*GIVEN EXERCISE 1*
Copy out in full the entries between the lines holding "Target: baby's hand" and "(1061, 790)", inclusive, offsetting every coordinate in the answers by -78.

*EXTRACTED TEXT*
Still, the issue today (and that will be my excuse for not having https on this very own website) is that it is hard and cumbersome (and expensive!) to get a certificate for each server we own. We could default to a wildcard server (something like *.pixelastic.com), but this will just lower the overall security because if one server got compromised, all are insecure.
The solution today is to use Let's Encrypt that gives easy and free certificates for everybody. It comes with a command line interface and ease the burden of creating, revoking and updating certificates. There are more than 2 millions certificates issued through Let's Encrypt since its creation.
Overall, I must say that this first talk was a bit slow to start. I took me a while to understand that the speaker actually worked for Let's Encrypt. If anything, it gives me one more nudge to force me to move my servers to https.
Life of a vulnerability
The second talk was by Filippo Valsorda, from Cloudflare. He explained in very simple terms how vulnerabilities (or vulns) are discovered, published and fixed. Really nice overview for something that I only hear from a distance without knowing how the process really works.
He started by defining a vuln by being basically a state of software that lets user do something that they are not allowed to do. Most common forms include DDOS, leaks of data, SQL injections or remote code execution.
Not all vulns have a nice name, website, logo and stickers. Most of them don't, actually. When you discover a vulnerability, you have to report it. There are two ways to report them: full disclosure and responsible disclosure.

*SUPPLIED ENTRIES*
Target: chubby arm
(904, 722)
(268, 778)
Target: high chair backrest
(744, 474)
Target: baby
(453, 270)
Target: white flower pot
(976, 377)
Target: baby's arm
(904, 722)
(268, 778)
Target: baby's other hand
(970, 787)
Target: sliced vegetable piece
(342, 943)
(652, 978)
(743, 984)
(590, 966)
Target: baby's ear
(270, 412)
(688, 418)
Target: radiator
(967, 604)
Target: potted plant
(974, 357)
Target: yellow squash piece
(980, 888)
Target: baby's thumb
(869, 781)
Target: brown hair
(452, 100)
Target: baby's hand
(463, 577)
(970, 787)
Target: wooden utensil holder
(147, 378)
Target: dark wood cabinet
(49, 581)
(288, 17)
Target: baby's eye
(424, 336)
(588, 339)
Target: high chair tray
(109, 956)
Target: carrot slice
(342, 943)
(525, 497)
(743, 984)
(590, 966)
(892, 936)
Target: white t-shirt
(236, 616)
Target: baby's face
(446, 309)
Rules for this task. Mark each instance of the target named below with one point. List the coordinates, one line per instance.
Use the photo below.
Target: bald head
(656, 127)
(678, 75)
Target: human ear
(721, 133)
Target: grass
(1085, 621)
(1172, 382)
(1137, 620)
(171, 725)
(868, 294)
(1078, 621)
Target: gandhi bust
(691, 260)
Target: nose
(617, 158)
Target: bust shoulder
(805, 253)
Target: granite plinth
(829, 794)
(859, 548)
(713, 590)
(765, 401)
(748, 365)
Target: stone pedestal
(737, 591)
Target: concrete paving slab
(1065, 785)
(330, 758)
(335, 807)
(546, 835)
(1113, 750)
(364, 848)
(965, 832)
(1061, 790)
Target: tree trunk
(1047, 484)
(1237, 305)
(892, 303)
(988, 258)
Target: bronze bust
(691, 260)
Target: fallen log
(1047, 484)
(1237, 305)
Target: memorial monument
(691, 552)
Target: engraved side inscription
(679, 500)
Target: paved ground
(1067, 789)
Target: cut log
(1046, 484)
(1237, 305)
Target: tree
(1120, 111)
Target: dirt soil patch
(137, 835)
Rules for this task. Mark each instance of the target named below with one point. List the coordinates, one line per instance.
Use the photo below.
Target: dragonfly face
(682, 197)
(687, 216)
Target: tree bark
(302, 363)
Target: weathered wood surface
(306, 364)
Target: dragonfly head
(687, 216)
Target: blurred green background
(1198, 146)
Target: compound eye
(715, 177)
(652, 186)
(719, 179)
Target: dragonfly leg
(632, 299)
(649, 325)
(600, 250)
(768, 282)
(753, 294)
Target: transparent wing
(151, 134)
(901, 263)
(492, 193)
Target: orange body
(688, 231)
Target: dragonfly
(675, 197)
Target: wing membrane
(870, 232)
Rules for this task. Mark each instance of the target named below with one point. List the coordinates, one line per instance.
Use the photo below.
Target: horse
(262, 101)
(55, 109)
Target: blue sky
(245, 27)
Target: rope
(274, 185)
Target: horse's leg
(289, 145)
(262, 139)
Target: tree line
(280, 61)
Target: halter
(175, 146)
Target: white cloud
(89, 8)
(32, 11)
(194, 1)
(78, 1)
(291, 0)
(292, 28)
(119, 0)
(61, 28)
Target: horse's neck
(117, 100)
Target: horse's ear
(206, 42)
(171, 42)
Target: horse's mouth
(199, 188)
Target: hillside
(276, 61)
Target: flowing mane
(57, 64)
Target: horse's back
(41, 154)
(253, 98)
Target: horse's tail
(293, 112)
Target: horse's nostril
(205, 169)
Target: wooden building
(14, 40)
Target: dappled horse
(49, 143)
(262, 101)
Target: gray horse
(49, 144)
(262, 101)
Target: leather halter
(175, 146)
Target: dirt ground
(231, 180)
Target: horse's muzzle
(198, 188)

*GIVEN EXERCISE 2*
According to the post about the security talks, how many certificates had been issued through Let's Encrypt since its creation?

*TASK RESULT 1*
Target: baby's hand
(385, 499)
(892, 709)
Target: wooden utensil holder
(69, 300)
Target: dark wood cabinet
(-29, 503)
(210, -61)
Target: baby's eye
(346, 258)
(510, 261)
Target: high chair tray
(31, 878)
Target: carrot slice
(264, 865)
(447, 419)
(665, 906)
(512, 888)
(814, 858)
Target: white t-shirt
(158, 538)
Target: baby's face
(368, 231)
Rules for this task. Mark each instance of the target named below with one point. List the coordinates, one line per instance.
Use the photo below.
Target: bald head
(578, 49)
(600, -3)
Target: human ear
(643, 55)
Target: grass
(1007, 543)
(1094, 304)
(1059, 542)
(93, 647)
(790, 216)
(1000, 543)
Target: gandhi bust
(613, 182)
Target: nose
(539, 80)
Target: bust shoulder
(727, 175)
Target: granite plinth
(751, 716)
(781, 470)
(635, 512)
(687, 323)
(670, 287)
Target: stone pedestal
(659, 513)
Target: concrete paving slab
(987, 707)
(252, 680)
(257, 729)
(468, 757)
(1035, 672)
(286, 770)
(887, 754)
(983, 712)

*TASK RESULT 2*
More than 2 million.